VORLIEGENDER TEXT ::
Hochachtungsvoll ergebenst               
Ihr um Antwort bittender          
Franz M. Felder
     in Schoppernau, Post Bezau, Vorarlberg.“

Ich denke, der Leser wird es nach allem Vorigen nicht unbegreiflich finden, wenn ich sage, daß mir der Brief ein Herzensfest war, wie nur einer eins erleben kann. Aber auch das war klar: dem Bäuerlein mußte Hülfe werden um jeden Preis. Alle meine Freunde und Bekannten, denen ich den Brief vorlas, bestätigten mich in meiner Empfindung, und auch die nächste Hülfe war rasch gefunden. Tags darauf konnte ich nach Schoppernau schreiben, daß der erste Verleger, zu dem ich begreiflicher Weise ging, Hr. Dr. S. Hirzel, zum Verlag sich von freien Stücken erbot, nur bewogen durch das Vorlesen des Briefes. So kommt es, daß Felders „Sonderlinge“, so heißt das neue Buch, von Leipzig aus in die deutsche Welt gehen, eine Erzählung eines unbekannten süddeutschen Bauers aus einem norddeutschen Verlag, der hauptsächlich nur der strengen Wissenschaft dient. Nur der Krieg hat den Druck um ein halbes Jahr verzögert.

Aber die Hauptfrage des Lesers ist noch übrig: wie konnte denn ein solcher Bauer in einem solchen Orte solche Bildung erwerben? Darauf giebt Felders zweiter Brief an mich einige Auskunft, den ich gleichfalls, doch mit größeren Lücken, dem Leser nicht vorenthalten darf; er zeigt den Dichter überraschend noch von einer ganz andern Seite. Er schrieb am 22. März 1866:

„Der 18. März, der Tag an dem ich Ihren so erfreulichen Brief erhielt, ist einer der schönsten meines ganzen Lebens! … Leichter jedenfalls wird mir nun Alles werden, nachdem Sie mir so freundschaftlich die Hand reichten. … Glauben Sie mir: Jubelnd reichen mit mir noch viele Vorarlberger Ihnen im Norden die Hand über alle Schlagbäume hinüber. Schon bevor das Banknotenunwesen unser Völklein, das mit dem „Ausland“ (Deutschland) lebhafter verkehrt als mit dem Kaiserstaat, arm und mißtrauisch machte, hieng der Bregenzerwälder mit Leib und Seele an Deutschland und es ist ihm fast unmöglich, gewisse Heldenthaten unserer Nachbarn der Tiroler, zu denen man uns so gerne zählt, zu begreifen.

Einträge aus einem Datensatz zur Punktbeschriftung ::
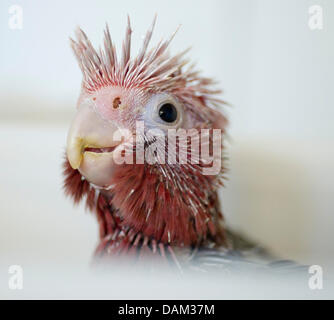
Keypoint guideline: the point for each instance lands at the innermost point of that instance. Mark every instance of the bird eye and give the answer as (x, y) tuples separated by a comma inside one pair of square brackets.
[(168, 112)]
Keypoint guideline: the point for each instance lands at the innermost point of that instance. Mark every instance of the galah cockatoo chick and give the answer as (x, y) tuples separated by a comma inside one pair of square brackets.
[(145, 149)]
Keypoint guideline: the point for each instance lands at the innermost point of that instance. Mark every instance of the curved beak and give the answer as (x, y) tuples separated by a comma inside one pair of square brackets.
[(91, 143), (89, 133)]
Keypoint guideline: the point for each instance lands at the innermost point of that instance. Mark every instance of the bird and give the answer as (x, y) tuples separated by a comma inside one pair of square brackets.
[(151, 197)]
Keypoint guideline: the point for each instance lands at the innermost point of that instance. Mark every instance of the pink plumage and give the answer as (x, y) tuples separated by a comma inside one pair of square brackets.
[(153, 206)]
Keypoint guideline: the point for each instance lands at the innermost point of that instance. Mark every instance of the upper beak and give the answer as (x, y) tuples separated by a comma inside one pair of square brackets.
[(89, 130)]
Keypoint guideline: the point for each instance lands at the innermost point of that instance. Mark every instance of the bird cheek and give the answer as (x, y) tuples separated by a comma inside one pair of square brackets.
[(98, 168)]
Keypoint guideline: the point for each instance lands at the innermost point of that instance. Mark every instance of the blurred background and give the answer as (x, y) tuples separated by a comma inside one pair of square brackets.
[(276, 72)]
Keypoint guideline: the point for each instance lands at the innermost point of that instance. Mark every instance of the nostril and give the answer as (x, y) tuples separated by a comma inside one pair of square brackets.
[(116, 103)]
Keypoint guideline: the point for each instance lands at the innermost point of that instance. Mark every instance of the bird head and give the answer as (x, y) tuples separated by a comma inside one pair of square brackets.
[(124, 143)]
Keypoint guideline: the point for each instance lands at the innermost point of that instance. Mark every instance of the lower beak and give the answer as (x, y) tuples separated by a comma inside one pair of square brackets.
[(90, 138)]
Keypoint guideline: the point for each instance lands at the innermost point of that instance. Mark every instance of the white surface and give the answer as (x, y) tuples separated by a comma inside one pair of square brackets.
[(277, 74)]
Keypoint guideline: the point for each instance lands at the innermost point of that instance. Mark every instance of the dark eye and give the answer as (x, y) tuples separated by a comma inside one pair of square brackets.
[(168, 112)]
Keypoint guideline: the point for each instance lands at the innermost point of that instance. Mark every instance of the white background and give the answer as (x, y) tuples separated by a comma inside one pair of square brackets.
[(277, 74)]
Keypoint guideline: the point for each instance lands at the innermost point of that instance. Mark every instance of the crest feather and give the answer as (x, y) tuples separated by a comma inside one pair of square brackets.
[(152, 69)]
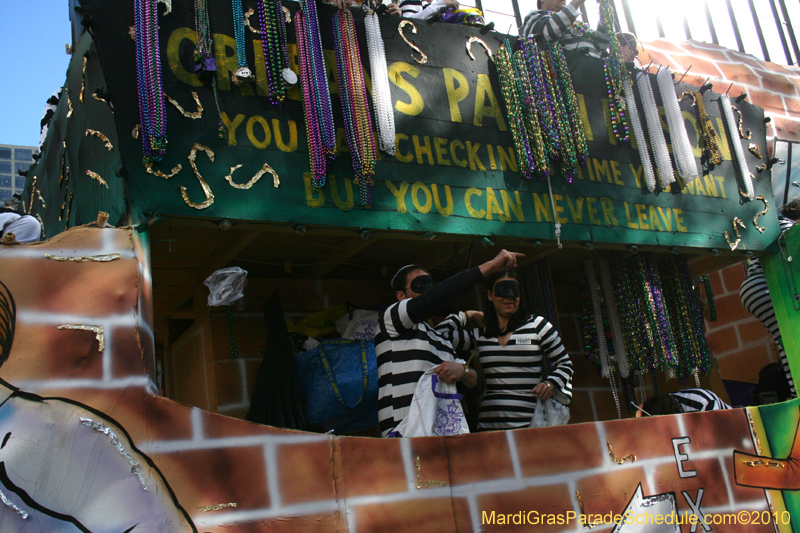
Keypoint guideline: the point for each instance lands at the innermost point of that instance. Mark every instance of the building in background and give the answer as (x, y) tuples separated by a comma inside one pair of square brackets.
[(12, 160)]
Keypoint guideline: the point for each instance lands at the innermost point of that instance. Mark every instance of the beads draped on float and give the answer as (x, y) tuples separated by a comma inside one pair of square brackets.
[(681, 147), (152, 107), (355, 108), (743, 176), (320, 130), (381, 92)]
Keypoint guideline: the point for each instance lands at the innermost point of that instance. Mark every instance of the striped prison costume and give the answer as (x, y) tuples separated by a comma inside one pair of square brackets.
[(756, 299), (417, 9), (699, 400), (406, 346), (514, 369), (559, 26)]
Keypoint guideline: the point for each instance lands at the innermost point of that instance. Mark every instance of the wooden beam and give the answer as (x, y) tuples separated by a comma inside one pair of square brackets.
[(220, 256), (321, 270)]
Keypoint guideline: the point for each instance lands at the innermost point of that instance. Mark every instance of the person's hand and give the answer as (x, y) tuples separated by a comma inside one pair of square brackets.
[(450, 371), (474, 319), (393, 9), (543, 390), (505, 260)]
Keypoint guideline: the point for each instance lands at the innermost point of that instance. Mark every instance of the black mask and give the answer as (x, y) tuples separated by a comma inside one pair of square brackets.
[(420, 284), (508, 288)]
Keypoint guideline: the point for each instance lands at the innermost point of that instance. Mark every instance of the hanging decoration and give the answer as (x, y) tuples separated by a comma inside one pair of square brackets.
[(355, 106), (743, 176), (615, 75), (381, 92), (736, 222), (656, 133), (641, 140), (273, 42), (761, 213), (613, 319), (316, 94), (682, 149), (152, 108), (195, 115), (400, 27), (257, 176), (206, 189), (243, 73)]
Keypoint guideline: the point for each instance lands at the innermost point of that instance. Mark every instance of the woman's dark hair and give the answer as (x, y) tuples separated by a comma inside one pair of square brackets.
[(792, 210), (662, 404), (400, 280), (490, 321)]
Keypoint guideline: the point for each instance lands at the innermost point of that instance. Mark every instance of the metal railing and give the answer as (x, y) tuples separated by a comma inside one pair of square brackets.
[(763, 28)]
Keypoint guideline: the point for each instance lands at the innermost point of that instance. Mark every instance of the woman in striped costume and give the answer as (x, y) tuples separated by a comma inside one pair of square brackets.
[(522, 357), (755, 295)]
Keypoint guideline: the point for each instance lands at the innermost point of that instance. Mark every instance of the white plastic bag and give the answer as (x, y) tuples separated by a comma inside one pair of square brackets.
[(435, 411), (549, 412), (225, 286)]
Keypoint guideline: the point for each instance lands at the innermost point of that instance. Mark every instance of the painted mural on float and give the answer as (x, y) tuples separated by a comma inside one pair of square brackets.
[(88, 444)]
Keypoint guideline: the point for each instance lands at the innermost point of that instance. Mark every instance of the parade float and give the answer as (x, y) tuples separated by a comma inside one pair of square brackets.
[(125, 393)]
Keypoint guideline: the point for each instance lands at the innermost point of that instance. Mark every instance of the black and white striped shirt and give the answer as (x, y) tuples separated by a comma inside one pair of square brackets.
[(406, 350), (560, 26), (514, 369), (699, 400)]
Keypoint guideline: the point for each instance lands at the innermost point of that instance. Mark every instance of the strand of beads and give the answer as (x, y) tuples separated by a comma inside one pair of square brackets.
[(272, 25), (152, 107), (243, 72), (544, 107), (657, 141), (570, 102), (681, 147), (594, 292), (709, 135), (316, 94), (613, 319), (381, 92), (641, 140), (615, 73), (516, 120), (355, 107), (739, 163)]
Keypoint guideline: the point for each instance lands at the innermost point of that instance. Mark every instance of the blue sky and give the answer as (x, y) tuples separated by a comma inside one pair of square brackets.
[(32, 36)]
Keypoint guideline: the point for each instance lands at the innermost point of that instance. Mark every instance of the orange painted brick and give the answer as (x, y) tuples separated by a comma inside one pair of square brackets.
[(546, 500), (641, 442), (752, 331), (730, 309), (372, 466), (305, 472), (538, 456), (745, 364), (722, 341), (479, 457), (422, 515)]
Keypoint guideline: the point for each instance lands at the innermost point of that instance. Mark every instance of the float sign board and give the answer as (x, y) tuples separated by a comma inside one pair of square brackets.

DEINE AUFGABE :: Welcher Verleger bot laut dem Text über Franz M. Felders Briefe von sich aus an, das neue Buch zu verlegen?

ANTWORT :: Hr. Dr. S. Hirzel.